Exercise requirements
Display each line of the listing below that contains the word "side".

(Part of a data file)
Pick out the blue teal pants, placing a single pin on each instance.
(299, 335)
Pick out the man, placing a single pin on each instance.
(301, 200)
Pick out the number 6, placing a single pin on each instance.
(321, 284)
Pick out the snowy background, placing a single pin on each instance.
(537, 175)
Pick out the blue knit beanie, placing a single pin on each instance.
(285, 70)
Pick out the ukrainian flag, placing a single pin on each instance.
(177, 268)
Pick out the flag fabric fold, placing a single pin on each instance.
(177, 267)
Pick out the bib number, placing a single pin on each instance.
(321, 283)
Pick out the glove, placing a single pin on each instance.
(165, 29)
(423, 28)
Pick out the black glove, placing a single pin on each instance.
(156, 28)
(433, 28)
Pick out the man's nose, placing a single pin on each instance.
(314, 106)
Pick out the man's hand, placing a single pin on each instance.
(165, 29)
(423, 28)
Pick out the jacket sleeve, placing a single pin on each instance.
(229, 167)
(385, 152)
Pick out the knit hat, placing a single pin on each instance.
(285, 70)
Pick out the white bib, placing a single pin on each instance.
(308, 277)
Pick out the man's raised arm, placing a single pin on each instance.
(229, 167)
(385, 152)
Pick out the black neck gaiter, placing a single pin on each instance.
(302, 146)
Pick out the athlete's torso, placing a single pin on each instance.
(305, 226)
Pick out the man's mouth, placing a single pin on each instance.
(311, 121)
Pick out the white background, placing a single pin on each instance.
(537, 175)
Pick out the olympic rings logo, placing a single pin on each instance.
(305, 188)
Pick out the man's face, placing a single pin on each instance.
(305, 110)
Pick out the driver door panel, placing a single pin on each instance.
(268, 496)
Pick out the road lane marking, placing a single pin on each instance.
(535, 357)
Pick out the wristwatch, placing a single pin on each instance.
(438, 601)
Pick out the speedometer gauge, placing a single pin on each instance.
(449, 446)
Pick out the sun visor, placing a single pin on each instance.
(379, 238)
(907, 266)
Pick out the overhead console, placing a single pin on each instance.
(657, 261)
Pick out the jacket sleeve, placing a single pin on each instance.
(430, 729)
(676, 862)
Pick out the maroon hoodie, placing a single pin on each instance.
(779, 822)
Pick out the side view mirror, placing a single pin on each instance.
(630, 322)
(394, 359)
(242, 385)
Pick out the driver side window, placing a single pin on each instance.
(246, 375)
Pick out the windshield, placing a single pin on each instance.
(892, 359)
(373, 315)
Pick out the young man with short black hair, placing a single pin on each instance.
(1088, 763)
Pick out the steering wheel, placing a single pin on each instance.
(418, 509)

...

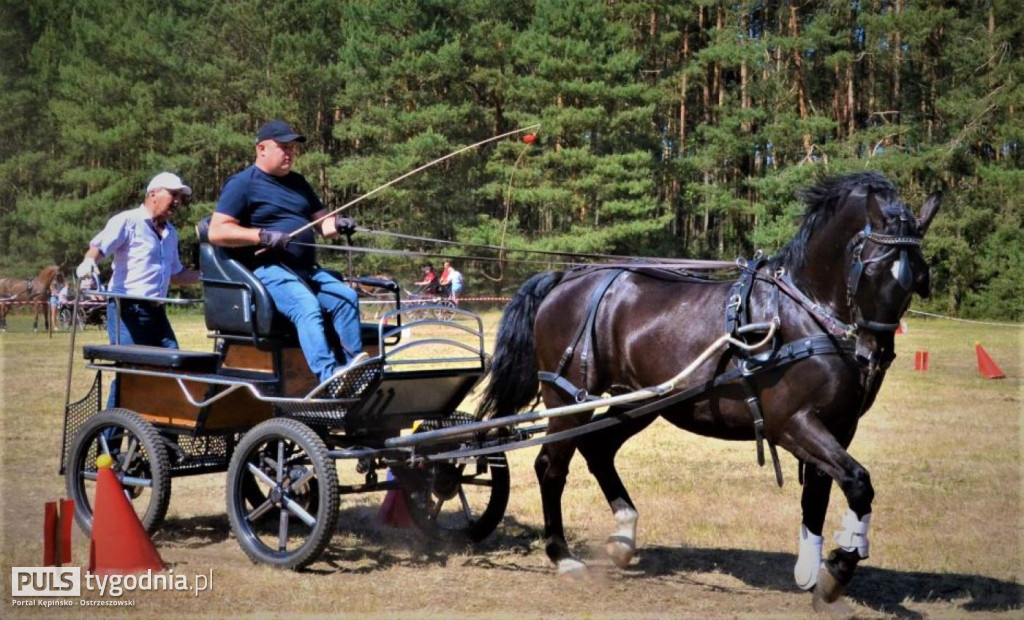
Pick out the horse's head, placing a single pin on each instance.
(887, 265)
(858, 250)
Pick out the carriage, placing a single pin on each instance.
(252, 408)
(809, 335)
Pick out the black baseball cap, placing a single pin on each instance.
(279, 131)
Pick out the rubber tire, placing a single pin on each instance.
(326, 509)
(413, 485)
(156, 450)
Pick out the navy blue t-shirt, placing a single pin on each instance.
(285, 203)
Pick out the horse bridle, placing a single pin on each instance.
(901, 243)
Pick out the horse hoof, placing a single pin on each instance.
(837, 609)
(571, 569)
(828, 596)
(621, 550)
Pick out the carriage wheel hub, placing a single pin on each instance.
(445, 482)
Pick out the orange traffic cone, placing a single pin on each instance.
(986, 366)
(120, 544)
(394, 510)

==

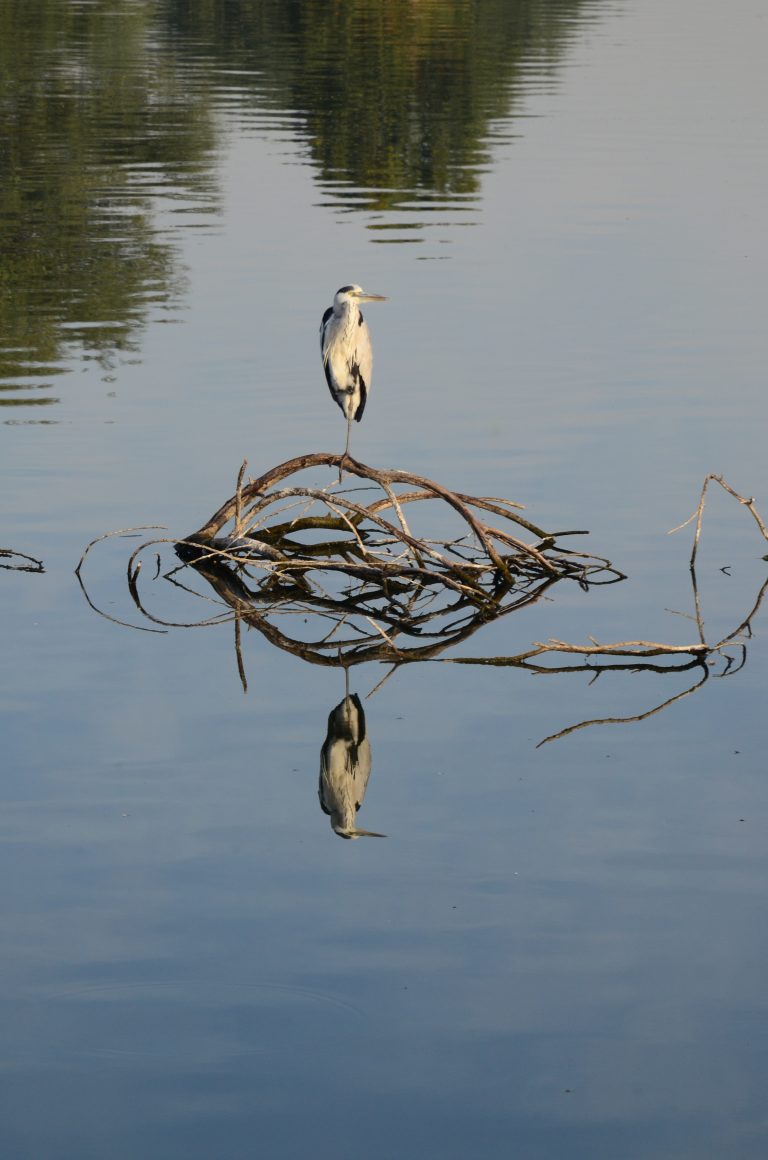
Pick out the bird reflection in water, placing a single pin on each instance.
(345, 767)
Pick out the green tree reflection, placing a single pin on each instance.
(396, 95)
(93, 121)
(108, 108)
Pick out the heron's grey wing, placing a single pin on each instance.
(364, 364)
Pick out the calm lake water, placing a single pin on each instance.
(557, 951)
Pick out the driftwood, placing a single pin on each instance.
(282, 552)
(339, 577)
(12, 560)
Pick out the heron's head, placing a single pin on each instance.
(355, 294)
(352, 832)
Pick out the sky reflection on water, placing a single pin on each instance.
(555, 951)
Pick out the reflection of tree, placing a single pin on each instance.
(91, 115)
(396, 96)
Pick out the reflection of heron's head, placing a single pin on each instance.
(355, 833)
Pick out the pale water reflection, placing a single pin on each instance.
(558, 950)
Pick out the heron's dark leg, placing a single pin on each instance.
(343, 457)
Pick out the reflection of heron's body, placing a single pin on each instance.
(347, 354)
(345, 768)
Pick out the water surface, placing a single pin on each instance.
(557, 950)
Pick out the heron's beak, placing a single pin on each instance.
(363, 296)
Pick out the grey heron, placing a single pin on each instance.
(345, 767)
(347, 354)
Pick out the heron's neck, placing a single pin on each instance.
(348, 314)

Solution below
Pick out the side view mirror, placing a single pin on each instance.
Pick out the driver side window, placing a single pin on each instance.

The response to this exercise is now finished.